━━ Input for this task ━━

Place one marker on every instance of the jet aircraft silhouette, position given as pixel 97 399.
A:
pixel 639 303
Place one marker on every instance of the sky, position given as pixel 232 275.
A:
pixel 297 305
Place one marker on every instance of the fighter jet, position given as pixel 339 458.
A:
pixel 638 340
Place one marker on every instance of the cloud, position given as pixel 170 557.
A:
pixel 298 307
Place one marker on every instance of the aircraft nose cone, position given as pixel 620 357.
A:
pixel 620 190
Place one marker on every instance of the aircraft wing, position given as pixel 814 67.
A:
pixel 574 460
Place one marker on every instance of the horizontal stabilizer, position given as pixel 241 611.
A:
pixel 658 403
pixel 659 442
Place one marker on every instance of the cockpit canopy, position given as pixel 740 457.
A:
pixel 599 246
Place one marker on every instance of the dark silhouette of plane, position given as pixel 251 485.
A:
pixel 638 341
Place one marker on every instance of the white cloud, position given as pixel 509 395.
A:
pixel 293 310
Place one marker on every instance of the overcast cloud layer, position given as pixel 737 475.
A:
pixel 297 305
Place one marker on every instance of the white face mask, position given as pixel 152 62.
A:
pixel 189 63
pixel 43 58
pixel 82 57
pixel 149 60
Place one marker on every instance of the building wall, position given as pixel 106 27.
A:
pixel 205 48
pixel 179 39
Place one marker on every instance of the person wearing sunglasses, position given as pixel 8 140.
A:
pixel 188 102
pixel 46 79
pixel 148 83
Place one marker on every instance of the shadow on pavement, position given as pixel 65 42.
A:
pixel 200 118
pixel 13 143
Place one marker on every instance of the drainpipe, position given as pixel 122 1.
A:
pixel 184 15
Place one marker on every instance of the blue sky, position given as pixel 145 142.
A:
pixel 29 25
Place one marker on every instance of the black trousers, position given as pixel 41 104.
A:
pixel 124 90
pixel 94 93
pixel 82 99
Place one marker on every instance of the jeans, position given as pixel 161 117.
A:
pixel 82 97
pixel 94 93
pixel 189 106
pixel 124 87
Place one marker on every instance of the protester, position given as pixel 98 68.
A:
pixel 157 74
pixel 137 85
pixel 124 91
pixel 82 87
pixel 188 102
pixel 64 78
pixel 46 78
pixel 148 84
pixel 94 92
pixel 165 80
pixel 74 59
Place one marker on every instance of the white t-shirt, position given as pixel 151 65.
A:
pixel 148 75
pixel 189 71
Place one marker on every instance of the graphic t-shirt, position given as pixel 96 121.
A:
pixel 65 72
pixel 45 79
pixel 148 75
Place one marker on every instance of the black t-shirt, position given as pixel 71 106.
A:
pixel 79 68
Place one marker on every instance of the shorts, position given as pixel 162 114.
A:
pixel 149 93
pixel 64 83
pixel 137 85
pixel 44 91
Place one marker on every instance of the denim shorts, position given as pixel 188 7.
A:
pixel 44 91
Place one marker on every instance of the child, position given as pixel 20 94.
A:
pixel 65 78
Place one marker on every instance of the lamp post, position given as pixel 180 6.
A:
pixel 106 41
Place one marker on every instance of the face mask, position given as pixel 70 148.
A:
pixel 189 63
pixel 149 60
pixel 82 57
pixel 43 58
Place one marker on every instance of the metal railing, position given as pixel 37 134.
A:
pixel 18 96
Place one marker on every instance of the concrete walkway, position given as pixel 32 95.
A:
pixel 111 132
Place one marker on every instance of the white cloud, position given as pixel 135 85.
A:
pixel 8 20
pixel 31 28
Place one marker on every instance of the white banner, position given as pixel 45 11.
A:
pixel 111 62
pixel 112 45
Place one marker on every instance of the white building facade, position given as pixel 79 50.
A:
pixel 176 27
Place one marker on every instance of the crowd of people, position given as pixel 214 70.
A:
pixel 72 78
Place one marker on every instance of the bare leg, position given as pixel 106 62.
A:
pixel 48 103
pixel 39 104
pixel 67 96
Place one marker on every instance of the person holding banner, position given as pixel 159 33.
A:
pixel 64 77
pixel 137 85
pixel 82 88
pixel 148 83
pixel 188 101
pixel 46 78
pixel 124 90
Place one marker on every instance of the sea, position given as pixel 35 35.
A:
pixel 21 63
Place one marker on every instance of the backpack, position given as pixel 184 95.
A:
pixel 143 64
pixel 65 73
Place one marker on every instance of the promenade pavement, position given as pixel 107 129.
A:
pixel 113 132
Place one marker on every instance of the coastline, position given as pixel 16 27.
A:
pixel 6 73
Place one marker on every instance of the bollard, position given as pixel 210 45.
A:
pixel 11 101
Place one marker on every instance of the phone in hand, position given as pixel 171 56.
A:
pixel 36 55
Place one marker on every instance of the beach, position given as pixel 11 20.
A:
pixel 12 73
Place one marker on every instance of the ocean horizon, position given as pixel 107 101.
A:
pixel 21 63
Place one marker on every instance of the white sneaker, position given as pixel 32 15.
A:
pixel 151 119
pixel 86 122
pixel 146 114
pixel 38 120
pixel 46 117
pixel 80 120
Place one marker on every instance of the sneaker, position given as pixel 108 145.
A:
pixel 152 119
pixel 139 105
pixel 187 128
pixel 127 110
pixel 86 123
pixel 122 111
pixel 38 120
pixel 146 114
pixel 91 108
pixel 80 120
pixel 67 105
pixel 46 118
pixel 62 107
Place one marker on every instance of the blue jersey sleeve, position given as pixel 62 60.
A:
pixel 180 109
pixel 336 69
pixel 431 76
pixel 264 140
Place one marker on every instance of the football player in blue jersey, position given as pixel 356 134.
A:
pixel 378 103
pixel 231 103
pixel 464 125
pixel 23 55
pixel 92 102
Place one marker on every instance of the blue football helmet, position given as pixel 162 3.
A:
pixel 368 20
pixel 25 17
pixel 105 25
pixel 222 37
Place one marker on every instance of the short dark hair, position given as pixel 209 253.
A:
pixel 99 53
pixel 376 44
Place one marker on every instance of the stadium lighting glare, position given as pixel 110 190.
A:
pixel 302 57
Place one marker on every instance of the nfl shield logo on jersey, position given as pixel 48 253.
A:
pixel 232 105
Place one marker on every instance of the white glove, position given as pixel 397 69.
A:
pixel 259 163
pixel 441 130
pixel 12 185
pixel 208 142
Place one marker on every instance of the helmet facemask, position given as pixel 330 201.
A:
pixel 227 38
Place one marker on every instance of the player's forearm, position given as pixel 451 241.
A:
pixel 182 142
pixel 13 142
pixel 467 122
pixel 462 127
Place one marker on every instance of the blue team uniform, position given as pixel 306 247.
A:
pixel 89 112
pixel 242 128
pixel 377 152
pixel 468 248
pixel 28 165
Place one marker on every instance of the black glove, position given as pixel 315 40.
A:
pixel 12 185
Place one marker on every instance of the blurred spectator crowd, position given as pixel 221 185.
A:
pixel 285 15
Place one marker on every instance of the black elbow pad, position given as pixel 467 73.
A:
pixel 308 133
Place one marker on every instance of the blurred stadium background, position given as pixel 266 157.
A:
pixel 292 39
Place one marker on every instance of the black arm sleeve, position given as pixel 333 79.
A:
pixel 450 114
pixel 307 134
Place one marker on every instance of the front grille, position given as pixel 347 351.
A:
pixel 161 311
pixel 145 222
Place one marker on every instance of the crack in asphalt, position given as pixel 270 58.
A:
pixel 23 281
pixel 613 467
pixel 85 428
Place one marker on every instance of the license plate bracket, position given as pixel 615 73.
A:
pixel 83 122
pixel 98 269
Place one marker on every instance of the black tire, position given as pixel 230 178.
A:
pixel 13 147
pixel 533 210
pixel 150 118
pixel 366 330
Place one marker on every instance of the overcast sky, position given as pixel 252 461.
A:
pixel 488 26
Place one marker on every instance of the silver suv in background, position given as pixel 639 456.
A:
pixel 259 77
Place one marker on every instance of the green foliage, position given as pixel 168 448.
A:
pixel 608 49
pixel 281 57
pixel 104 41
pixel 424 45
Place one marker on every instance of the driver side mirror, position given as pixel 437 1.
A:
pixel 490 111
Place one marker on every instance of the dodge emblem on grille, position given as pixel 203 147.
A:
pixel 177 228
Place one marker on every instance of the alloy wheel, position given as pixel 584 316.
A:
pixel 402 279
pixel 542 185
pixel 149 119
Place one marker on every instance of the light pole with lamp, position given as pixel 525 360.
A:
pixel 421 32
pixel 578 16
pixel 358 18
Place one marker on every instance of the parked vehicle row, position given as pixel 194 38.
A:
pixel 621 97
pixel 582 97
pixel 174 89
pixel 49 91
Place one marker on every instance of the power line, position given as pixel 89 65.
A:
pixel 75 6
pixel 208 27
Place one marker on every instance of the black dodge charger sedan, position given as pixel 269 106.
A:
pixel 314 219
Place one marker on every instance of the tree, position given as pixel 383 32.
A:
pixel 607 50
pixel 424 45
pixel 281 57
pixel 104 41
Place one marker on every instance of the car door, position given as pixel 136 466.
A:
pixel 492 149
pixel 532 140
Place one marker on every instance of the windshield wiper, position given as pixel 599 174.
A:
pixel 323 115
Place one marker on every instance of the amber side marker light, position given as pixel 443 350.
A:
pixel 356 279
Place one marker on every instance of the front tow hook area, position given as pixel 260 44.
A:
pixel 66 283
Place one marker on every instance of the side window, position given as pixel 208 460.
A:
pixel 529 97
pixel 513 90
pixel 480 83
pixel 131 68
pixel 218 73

━━━

**Brief**
Starting at the line containing "Place one marker on every instance of the power" and ending at the line containing "pixel 532 140", reproduce the entries with "sedan" swapped for "coupe" and nothing else changed.

**Answer in full**
Place one marker on every instance of the power line, position given as pixel 89 65.
A:
pixel 75 6
pixel 208 27
Place one marker on every instance of the black dodge charger coupe, position given as pixel 269 106.
A:
pixel 314 219
Place one marker on every instance of the tree, position given as pixel 383 32.
A:
pixel 607 50
pixel 424 45
pixel 281 57
pixel 104 41
Place one marker on every instance of the car door, position given as pixel 136 466.
A:
pixel 492 149
pixel 532 140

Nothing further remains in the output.